TASK PROMPT.
Every record that follows should appear again in your answer, exactly the same.

RECORD EXTRACTS.
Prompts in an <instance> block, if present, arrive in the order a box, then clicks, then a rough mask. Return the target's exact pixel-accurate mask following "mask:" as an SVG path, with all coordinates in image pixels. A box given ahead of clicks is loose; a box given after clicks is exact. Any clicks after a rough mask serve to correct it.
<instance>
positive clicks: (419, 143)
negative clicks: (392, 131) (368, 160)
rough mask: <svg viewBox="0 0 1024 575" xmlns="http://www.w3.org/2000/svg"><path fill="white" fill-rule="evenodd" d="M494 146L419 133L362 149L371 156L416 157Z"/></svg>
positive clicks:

PROBLEM SOLUTION.
Prompts in an <instance> block, if present, arrive in the order a box, then clicks, then a rough mask. Return the target's exact pixel-accurate mask following "mask:" as an SVG path, with all coordinates in image pixels. A box given ahead of clicks is loose; a box given after clicks is exact. Any clicks after a rough mask serve to correct it.
<instance>
positive clicks: (419, 143)
negative clicks: (392, 131) (368, 160)
rough mask: <svg viewBox="0 0 1024 575" xmlns="http://www.w3.org/2000/svg"><path fill="white" fill-rule="evenodd" d="M494 146L419 133L362 149L371 156L416 157Z"/></svg>
positive clicks:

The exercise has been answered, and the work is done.